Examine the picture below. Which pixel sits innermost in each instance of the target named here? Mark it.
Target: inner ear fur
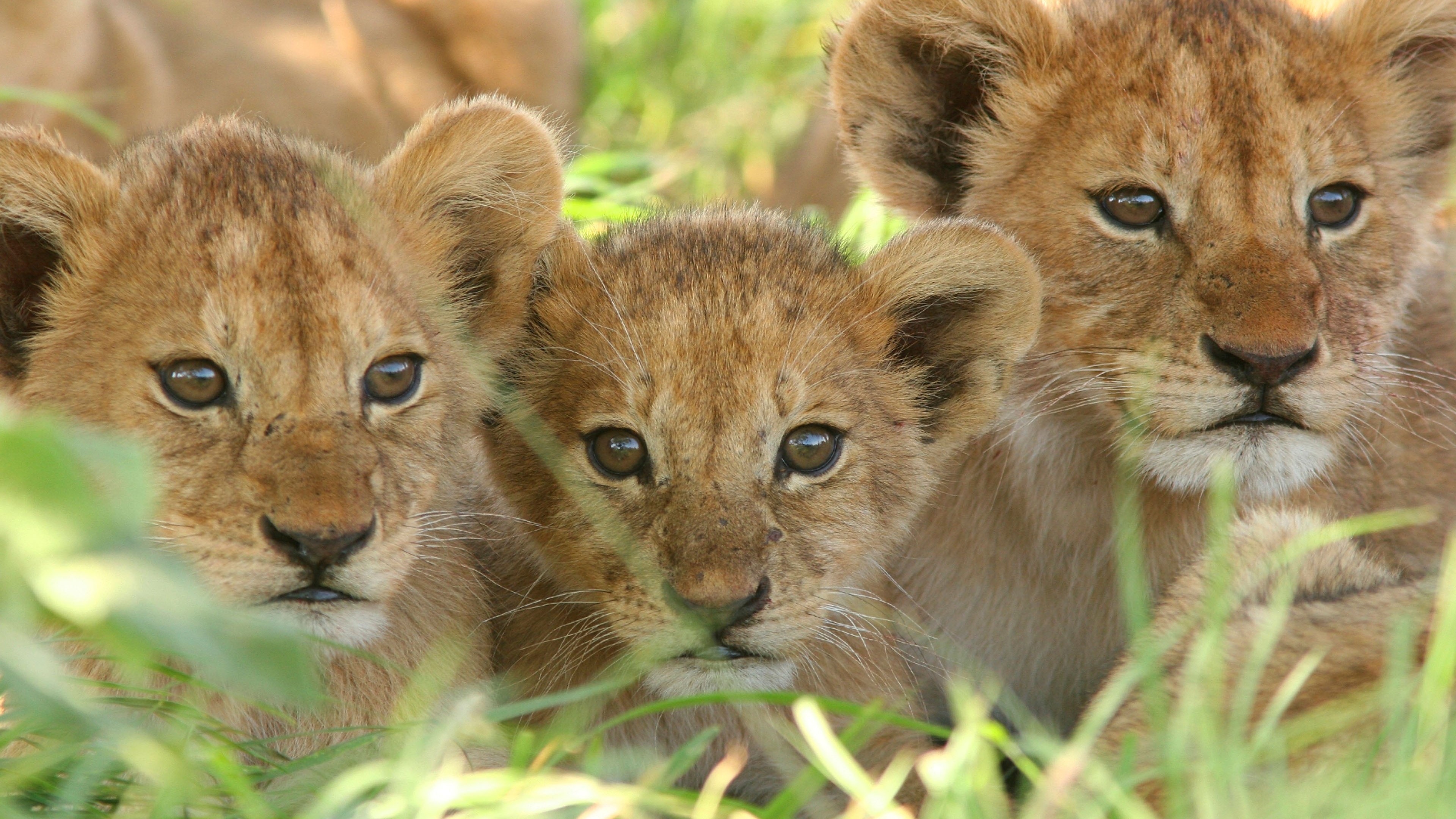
(481, 181)
(46, 195)
(915, 85)
(967, 305)
(1416, 40)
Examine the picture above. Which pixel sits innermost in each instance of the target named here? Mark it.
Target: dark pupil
(619, 452)
(1331, 206)
(809, 449)
(197, 382)
(391, 378)
(1133, 207)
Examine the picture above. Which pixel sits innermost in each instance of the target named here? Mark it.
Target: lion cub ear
(915, 85)
(481, 183)
(1416, 41)
(47, 196)
(967, 305)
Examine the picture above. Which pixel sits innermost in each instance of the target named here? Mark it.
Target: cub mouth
(315, 594)
(721, 655)
(1257, 419)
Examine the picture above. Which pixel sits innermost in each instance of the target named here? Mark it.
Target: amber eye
(194, 382)
(617, 454)
(1334, 206)
(392, 380)
(810, 449)
(1133, 207)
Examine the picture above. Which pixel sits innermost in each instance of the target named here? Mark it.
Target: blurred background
(664, 101)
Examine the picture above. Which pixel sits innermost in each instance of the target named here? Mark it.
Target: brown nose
(1256, 369)
(723, 615)
(317, 550)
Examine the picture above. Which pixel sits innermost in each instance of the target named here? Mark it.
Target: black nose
(317, 550)
(728, 614)
(1256, 369)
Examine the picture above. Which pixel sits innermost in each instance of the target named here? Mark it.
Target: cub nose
(724, 615)
(317, 550)
(1257, 369)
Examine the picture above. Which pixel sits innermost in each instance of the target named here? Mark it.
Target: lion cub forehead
(719, 293)
(711, 317)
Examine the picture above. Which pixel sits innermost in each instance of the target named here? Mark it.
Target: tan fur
(1346, 602)
(295, 270)
(714, 336)
(351, 74)
(1235, 111)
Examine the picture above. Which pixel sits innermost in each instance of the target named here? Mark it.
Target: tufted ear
(967, 304)
(1416, 40)
(481, 181)
(915, 85)
(46, 196)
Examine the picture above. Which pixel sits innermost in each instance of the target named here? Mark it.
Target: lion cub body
(290, 271)
(1232, 114)
(351, 74)
(712, 337)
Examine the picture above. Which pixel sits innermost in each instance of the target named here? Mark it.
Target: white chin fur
(350, 624)
(691, 678)
(1269, 461)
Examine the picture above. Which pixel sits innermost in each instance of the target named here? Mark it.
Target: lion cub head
(726, 429)
(287, 333)
(1229, 200)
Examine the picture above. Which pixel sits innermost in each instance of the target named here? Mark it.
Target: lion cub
(1235, 207)
(723, 432)
(289, 334)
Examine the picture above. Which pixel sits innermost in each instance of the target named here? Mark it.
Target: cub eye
(1133, 207)
(1334, 206)
(810, 449)
(617, 454)
(392, 380)
(193, 382)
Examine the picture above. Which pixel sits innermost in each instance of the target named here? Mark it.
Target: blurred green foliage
(714, 91)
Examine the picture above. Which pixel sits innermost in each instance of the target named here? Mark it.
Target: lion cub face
(1228, 199)
(284, 331)
(726, 429)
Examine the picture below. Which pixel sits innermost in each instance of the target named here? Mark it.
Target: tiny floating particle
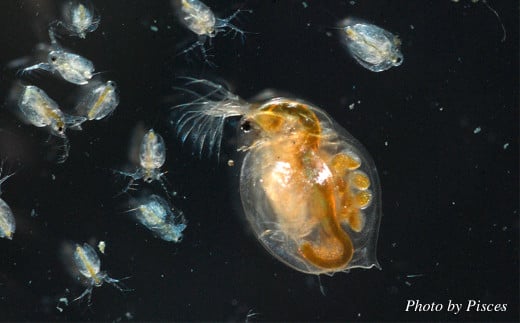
(371, 46)
(98, 101)
(101, 246)
(7, 222)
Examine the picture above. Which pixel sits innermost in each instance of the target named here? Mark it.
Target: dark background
(450, 195)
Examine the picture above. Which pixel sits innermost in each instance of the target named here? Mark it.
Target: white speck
(101, 246)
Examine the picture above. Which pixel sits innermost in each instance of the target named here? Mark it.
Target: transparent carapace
(309, 190)
(371, 46)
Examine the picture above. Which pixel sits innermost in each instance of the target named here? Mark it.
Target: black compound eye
(246, 126)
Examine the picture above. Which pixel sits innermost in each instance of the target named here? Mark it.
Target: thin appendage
(236, 31)
(222, 24)
(165, 185)
(117, 283)
(200, 43)
(217, 91)
(65, 153)
(499, 19)
(86, 292)
(3, 179)
(202, 120)
(53, 34)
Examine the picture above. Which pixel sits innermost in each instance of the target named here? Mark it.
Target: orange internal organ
(294, 133)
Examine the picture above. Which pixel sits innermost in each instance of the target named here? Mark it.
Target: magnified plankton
(71, 67)
(371, 46)
(199, 18)
(152, 155)
(7, 222)
(156, 214)
(309, 190)
(40, 110)
(98, 101)
(86, 267)
(79, 18)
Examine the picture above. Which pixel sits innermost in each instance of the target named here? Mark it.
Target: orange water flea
(309, 190)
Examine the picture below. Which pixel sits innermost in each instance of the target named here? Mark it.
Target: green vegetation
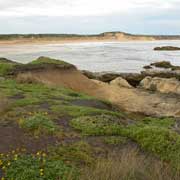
(39, 123)
(79, 153)
(115, 140)
(77, 132)
(38, 166)
(5, 66)
(98, 125)
(80, 111)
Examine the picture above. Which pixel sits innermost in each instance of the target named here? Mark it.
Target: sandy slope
(133, 100)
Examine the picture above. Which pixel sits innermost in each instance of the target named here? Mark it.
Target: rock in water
(167, 48)
(120, 82)
(162, 85)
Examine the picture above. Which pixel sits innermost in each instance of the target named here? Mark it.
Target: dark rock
(5, 60)
(147, 67)
(162, 64)
(89, 74)
(167, 48)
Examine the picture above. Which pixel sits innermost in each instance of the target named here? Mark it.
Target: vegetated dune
(61, 38)
(130, 99)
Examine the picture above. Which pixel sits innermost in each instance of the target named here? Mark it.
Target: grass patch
(39, 123)
(78, 111)
(38, 167)
(115, 140)
(159, 122)
(79, 153)
(97, 125)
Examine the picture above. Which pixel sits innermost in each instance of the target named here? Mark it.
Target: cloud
(80, 7)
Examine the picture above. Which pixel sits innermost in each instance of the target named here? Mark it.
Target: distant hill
(110, 36)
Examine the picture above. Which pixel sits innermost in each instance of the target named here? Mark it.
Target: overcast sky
(90, 16)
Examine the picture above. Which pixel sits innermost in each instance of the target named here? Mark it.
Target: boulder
(163, 85)
(120, 82)
(162, 64)
(162, 73)
(167, 48)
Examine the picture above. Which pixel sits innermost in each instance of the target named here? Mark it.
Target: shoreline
(42, 42)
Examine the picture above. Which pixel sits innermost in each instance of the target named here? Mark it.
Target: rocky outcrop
(162, 73)
(120, 82)
(167, 48)
(132, 78)
(162, 85)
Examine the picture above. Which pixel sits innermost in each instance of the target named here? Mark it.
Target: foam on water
(97, 56)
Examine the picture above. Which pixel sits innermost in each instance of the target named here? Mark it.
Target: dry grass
(129, 165)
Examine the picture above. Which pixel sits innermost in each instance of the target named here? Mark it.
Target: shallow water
(100, 56)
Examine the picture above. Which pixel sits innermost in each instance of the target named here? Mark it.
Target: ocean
(97, 56)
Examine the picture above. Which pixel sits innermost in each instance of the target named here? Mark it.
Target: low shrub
(38, 123)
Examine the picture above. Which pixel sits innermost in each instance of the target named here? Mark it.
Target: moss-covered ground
(53, 133)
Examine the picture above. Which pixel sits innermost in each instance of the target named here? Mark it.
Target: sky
(90, 16)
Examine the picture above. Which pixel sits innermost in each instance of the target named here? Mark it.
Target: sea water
(97, 56)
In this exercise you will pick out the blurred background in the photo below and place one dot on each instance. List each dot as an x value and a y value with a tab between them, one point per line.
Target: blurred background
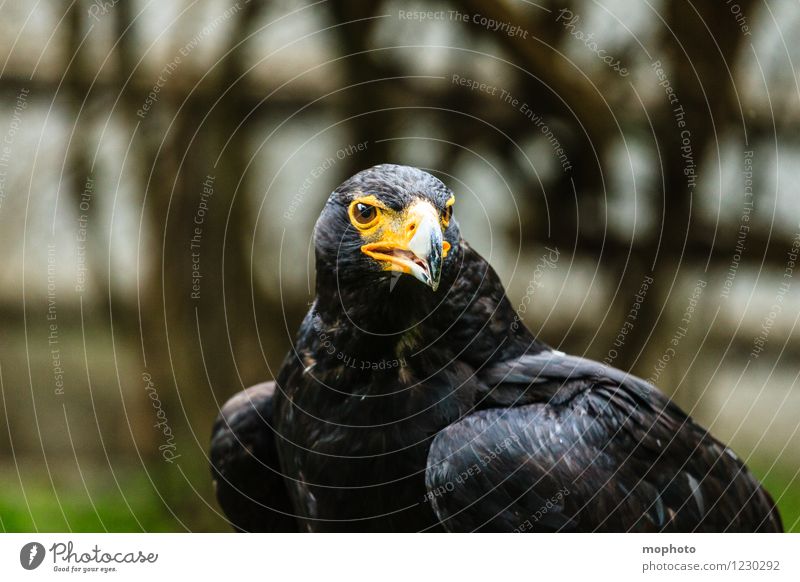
630	168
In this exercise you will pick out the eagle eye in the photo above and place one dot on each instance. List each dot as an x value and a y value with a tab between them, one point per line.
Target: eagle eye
363	215
448	211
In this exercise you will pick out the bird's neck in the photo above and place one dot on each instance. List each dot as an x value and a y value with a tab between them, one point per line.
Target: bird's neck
402	320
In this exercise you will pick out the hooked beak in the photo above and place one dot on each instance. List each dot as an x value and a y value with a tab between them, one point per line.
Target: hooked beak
414	245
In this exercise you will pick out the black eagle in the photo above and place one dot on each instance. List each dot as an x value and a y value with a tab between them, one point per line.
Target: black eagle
422	403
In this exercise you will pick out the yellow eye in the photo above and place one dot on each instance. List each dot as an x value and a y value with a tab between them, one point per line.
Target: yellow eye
363	215
448	211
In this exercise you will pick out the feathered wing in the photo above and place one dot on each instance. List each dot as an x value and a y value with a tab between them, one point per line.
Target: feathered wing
567	444
244	464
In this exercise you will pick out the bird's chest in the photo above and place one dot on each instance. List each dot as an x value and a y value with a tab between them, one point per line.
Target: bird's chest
356	448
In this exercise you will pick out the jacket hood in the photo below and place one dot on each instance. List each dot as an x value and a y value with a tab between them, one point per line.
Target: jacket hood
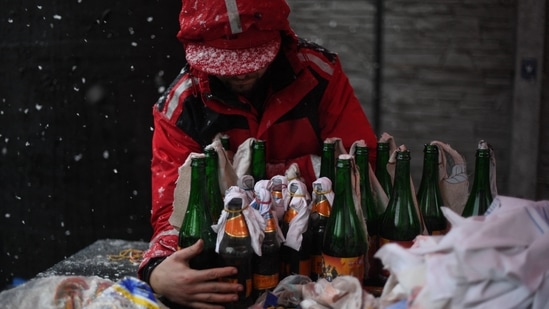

• • • • • • •

§ **WORK TO COMPLETE**
Search the lines above for the string "jacket", then show every one that has it.

§ **SOLUTION TO THIS TASK**
In this exercise you will pick out the jacket hood in the photo below and place one dot on each instance. List each dot as an x value and a y value with a tab between them, one point per line.
Target: jacket hood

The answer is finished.